▸ Work instructions
Rewrite the items below with every "query" changed to "label" and everything else left the same. Leave the pictures out.

▸ The input
##########

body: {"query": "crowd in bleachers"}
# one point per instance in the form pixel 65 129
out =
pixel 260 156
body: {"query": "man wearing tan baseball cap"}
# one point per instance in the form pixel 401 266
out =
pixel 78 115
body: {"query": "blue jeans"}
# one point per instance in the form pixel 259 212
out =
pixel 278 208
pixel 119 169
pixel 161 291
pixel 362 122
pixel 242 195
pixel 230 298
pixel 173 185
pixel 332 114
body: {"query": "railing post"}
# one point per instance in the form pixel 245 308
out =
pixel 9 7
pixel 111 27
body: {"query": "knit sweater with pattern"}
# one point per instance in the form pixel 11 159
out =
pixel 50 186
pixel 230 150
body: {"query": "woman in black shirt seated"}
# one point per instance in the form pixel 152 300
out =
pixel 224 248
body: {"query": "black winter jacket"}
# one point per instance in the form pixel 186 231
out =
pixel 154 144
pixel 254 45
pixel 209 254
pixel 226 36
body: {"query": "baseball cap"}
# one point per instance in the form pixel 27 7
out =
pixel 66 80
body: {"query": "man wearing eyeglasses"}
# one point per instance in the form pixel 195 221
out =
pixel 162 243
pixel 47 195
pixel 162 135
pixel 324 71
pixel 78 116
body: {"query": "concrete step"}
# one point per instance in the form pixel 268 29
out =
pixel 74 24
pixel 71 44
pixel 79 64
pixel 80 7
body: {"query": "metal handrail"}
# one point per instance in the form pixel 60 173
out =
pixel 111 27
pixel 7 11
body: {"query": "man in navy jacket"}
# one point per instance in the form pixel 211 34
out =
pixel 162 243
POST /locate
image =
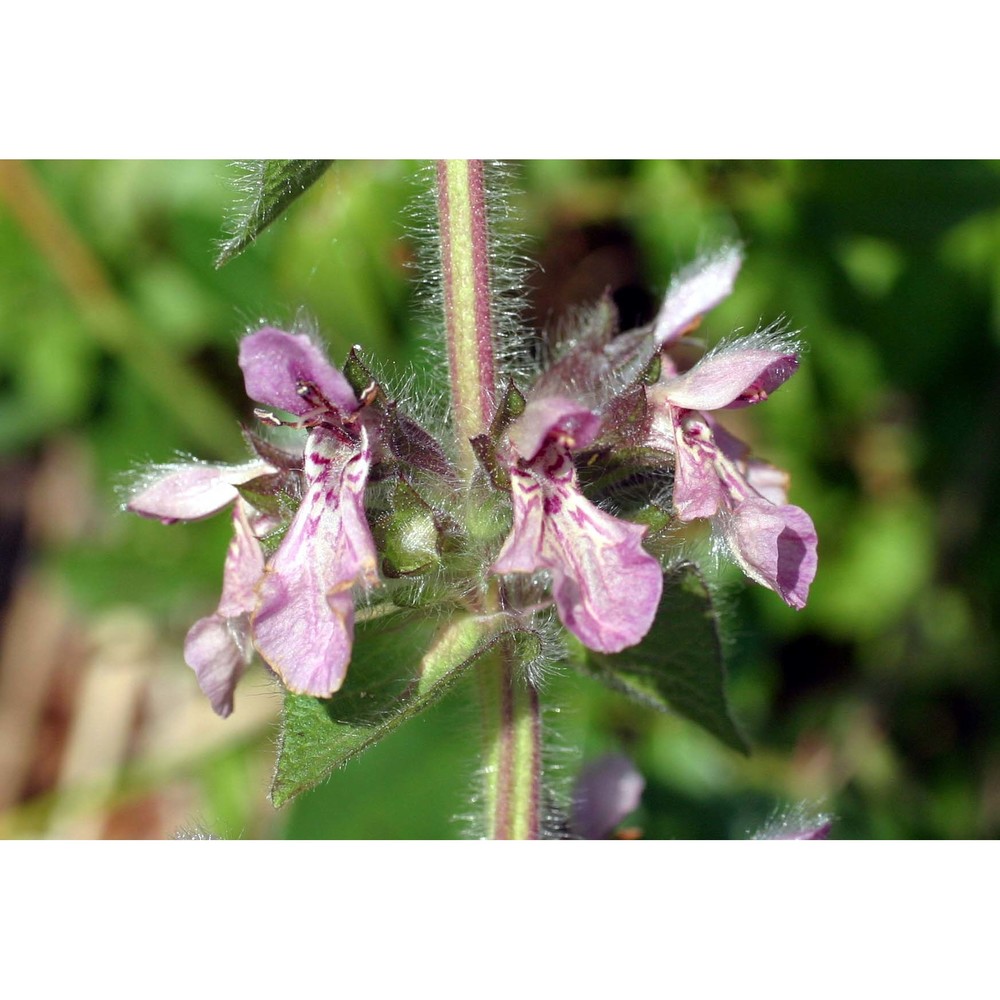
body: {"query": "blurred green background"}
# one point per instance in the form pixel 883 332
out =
pixel 878 703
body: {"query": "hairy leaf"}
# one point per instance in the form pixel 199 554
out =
pixel 267 187
pixel 679 663
pixel 401 664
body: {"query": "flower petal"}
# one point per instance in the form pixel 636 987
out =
pixel 699 287
pixel 699 491
pixel 218 650
pixel 243 568
pixel 190 491
pixel 606 587
pixel 607 790
pixel 276 364
pixel 218 647
pixel 776 546
pixel 553 415
pixel 304 622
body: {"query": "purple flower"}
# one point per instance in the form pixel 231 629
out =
pixel 217 647
pixel 303 623
pixel 606 587
pixel 606 791
pixel 772 541
pixel 190 491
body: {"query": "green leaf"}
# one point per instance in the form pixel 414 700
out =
pixel 268 187
pixel 679 663
pixel 402 664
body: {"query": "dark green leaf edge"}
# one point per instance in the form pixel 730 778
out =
pixel 267 187
pixel 664 687
pixel 424 689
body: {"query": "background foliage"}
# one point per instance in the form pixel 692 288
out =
pixel 117 345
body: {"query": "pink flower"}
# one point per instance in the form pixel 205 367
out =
pixel 607 790
pixel 606 587
pixel 303 622
pixel 772 541
pixel 217 647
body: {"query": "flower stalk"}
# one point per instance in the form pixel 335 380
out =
pixel 468 318
pixel 512 749
pixel 511 726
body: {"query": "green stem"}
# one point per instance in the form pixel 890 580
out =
pixel 466 279
pixel 511 720
pixel 512 751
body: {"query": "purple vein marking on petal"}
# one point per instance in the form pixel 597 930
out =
pixel 276 365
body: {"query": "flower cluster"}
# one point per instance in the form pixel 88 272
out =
pixel 368 496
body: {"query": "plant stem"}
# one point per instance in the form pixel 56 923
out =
pixel 512 766
pixel 511 720
pixel 466 277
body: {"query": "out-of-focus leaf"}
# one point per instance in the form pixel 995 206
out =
pixel 401 665
pixel 679 663
pixel 268 187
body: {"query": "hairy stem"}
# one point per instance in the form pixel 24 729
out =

##########

▸ The result
body: {"label": "crowd in bleachers"}
# one point per instance in the form pixel 65 129
out =
pixel 260 156
body: {"label": "man wearing tan baseball cap"}
# one point per instance in the form pixel 401 266
out =
pixel 78 115
body: {"label": "blue jeans"}
# one point per instance in the form pixel 259 212
out =
pixel 278 208
pixel 119 169
pixel 161 291
pixel 362 122
pixel 242 195
pixel 230 298
pixel 173 185
pixel 332 114
body: {"label": "railing post"}
# one point per instance in the form pixel 245 308
out =
pixel 9 7
pixel 111 27
body: {"label": "knit sweater with pattern"}
# one point per instance in the form pixel 11 159
out =
pixel 50 186
pixel 230 150
body: {"label": "woman in black shirt seated"}
# one point per instance in the form pixel 152 300
out =
pixel 224 248
body: {"label": "black winter jacket"}
# one point per instance in the form pixel 186 231
out =
pixel 154 144
pixel 254 45
pixel 209 254
pixel 226 36
body: {"label": "baseball cap"}
# one point per instance in the form pixel 27 7
out =
pixel 66 80
body: {"label": "man wearing eyeglasses"}
# one point per instance in the form pixel 195 221
out =
pixel 162 243
pixel 47 195
pixel 162 135
pixel 324 71
pixel 78 116
body: {"label": "concrete step"}
# one point per instance in the form pixel 268 29
out =
pixel 74 24
pixel 71 44
pixel 79 64
pixel 80 7
body: {"label": "metal handrail"}
# one point per instance in the form pixel 60 173
out =
pixel 111 27
pixel 7 11
body: {"label": "man in navy jacket"}
# one point per instance in the form pixel 211 34
out =
pixel 162 243
POST /locate
image =
body: {"label": "blurred green background"}
# one point per instance in the form pixel 883 332
out =
pixel 878 703
body: {"label": "hairy leaf"}
# one point per instance in the form pixel 199 554
out =
pixel 267 187
pixel 679 663
pixel 401 664
body: {"label": "flower petal"}
# one point per instance in the form pixel 636 987
out =
pixel 699 287
pixel 699 491
pixel 218 650
pixel 243 568
pixel 190 491
pixel 606 587
pixel 607 790
pixel 276 364
pixel 218 647
pixel 776 546
pixel 553 415
pixel 304 622
body: {"label": "purple flower"}
# one point per instance in the form pixel 231 629
out =
pixel 217 647
pixel 303 623
pixel 606 587
pixel 606 791
pixel 772 541
pixel 190 491
body: {"label": "green leaf"}
# one point per instance in the form pixel 414 700
out =
pixel 268 187
pixel 679 663
pixel 402 664
body: {"label": "dark green leaf edge"}
# one point per instance in the form pixel 730 778
out =
pixel 267 187
pixel 664 687
pixel 424 689
body: {"label": "background foliage"}
# one point per instance in the form pixel 692 288
out =
pixel 117 345
body: {"label": "pink flower"}
# one point per instance in the form pixel 205 367
out =
pixel 607 790
pixel 606 587
pixel 303 622
pixel 772 541
pixel 217 647
body: {"label": "flower stalk"}
# one point per instance in the form pixel 335 380
out =
pixel 468 318
pixel 512 749
pixel 511 726
body: {"label": "green stem"}
# one point per instance in the form pixel 890 580
out =
pixel 466 279
pixel 511 720
pixel 512 751
body: {"label": "purple vein marking on petal"}
# one point per instance in the form pixel 597 930
out =
pixel 276 365
body: {"label": "flower cluster"}
# one point per instance in the form pixel 88 272
out =
pixel 368 496
body: {"label": "plant stem"}
# one point per instance in the form pixel 56 923
out =
pixel 512 766
pixel 511 720
pixel 466 277
body: {"label": "out-of-focus leaf"}
# one point per instance in the form pixel 995 206
out =
pixel 401 665
pixel 679 663
pixel 268 187
body: {"label": "hairy stem"}
# one point per instance in the form pixel 24 729
out =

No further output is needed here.